• [Extract provided]
I had one idiot who kept phoning me about a "great position" with an investment bank that offered less money, a lot less holidays, a lot more pressure (which I interpreted as being required to be available 24x7) and less interesting work than what I currently do.
I kept asking him why I should be interested in such a role, of course, he couldn't tell me. The sheer desperation in his voice was almost enjoyable.
The sheer desperation in his voice was almost enjoyable
The first time I sent my resume out to recruiters, my phone rang nearly continuously for two days. I complained about it once to my wife. She said I should never be ungrateful for a recruiter calling. He father went through a few periods of unemployment and in her eyes a call from a recruiter was a cause for celebration. From that point on, I've always been patient with recruiters, even the dull ones.
I've been around long enough now to have the tables turn. In 2002-2003, calls from recruiters almost completely dried up. I had a job at the time, but I was looking to leave for greener pastures and became very grateful for any calls I received. Now I'm back to getting lots of unsolicited emails and calls, but I just politely decline and maintain a contact, because if the table do turn again, I'll have a wide net already cast to pull in my next gig.
You hit the nail on the head. In a bad economy/tech market like 2001, the recruiters were rude, unreachable and acted like Gods.
After 9/11 2001, a recruiter sent me resume of few other candidates vying for the same job and asked me to write a page describing how I am better than those candidates.
Now, the tables have turned, we developers consider recruiters as dirt bags.

• [Entries provided]
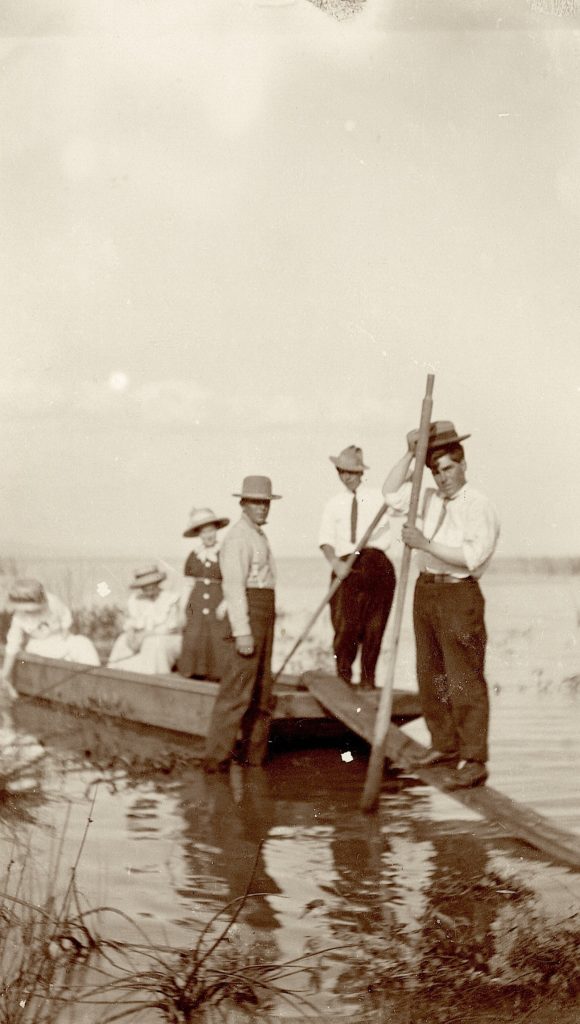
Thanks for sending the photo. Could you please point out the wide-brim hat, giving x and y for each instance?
(204, 517)
(27, 595)
(350, 460)
(442, 434)
(257, 488)
(147, 577)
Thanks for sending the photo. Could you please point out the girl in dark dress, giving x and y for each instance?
(204, 647)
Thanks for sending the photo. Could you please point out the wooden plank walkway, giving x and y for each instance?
(357, 710)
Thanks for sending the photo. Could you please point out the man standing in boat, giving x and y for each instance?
(360, 607)
(244, 699)
(459, 534)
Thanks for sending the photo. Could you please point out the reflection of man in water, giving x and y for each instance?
(228, 820)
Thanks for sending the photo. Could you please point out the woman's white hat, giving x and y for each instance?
(27, 595)
(143, 578)
(204, 517)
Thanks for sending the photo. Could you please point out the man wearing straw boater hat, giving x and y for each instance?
(361, 605)
(244, 699)
(460, 530)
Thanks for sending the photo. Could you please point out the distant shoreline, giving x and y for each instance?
(521, 564)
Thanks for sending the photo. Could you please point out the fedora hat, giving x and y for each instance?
(203, 517)
(350, 459)
(442, 434)
(143, 578)
(257, 488)
(27, 595)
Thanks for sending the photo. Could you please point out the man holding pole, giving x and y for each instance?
(459, 535)
(360, 607)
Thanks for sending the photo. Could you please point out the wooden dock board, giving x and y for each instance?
(357, 710)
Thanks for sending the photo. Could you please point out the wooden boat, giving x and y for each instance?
(179, 705)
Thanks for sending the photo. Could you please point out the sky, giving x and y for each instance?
(236, 238)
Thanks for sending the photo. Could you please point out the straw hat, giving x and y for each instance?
(143, 578)
(204, 517)
(442, 434)
(27, 595)
(257, 488)
(350, 460)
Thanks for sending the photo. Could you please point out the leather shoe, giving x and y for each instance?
(470, 774)
(211, 766)
(436, 758)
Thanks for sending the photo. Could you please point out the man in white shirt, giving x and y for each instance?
(459, 534)
(361, 606)
(248, 570)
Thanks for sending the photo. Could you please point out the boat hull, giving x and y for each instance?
(173, 702)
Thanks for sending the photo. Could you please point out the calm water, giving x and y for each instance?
(172, 851)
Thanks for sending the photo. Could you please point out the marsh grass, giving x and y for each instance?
(57, 966)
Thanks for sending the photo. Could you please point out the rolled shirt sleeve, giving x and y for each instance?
(15, 636)
(235, 561)
(481, 531)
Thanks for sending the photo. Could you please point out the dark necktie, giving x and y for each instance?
(354, 516)
(442, 516)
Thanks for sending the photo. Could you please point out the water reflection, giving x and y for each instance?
(226, 822)
(389, 897)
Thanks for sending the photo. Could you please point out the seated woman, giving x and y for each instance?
(41, 625)
(204, 650)
(151, 639)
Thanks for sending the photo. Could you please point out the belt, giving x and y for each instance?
(443, 578)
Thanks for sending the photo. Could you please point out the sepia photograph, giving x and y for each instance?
(290, 543)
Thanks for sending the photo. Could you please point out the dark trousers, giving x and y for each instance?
(450, 636)
(244, 700)
(359, 611)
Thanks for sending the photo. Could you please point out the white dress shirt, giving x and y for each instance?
(335, 524)
(246, 562)
(470, 522)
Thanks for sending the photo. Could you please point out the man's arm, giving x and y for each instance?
(413, 538)
(337, 566)
(235, 559)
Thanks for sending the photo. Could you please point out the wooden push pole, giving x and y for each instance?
(382, 721)
(332, 590)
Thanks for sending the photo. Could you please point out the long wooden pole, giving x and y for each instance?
(376, 763)
(333, 588)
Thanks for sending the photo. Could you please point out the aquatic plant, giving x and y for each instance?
(56, 960)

• [Exercise tasks]
1. In the comments about recruiters, the investment bank job is compared with the writer's current one. List each way the bank job is described as worse.
2. Pick up the comments about recruiters after their last sentence and continue them.

• [Results for the exercise]
1.
- less money
- a lot less holidays
- a lot more pressure (which the writer took to mean being required to be available 24x7)
- less interesting work

2.
I have no doubt that the tide will turn again. We just don't know when.
"Next time it could be you" is not the only or even best motivation for practicing compassion and tolerance. I have been cold called by inept recruiters and hired by companies with barely competent ones. Nurturing contempt for them does nothing good, in particular it does nothing good for you. It's also a missed opportunity: when a niche in the economy attracts ineptitude, that tells you there's a broken system possibly worth analyzing.
I encountered recruiters who were a bit short with me in that era, but I encountered more who had a who had a different sort of desperation than they do now. Third-party recruiters rely on a steady stream of jobs coming available so they can collect placement fees. In 2002, they faced a real pinch in what jobs were open and in what companies would pay to both developers and recruiters. Many recruiters went without work as they didn't have any jobs to place people in.
I talked with one recruiter about a job that paid about 1/3rd what I made just 2 years before. I said "has it really gotten that bad?" He opened up about the situation as he really didn't expect me to go after the job as it paid far less than what I was making, even back then. IIRC, it was the only job he had open at the time and rates had hit bottom, so he couldn't even find anyone willing to take it. Fortunately, things turned around for both of us.
I have one idiot who made me an offer which might have been somewhat realistic: it was at a networking company, doing C++ for APs/controllers (5 years experience wanted). I told him something like "sorry, no, I'm just leaving that field (and that city) for a little startup, I was more of an NMS guy anyway, and I wasn't using C++ - you could do a better job of convincing me that you understand my background and skill-set; I see you even are advertising for NMS positions on your company's site." I also allude to his company's competence using abstruse engineering language: "I've worked with your products before, and already faced some of these 'unique challenges' you promise."
Three months later he contacts me about the same C++ positions, with the same language. After me telling him exactly how to do his job. This time I was a little more explicit, and asked him to keep contacting me so I could make fun of him and his company to my engineering buddies. :P
Probably a bridge burned, but one I'll never use, and I don' t make a habit of this.
"you could do a better job of convincing me that you understand my background and skill-set; I see you even are advertising for NMS positions on your company's site."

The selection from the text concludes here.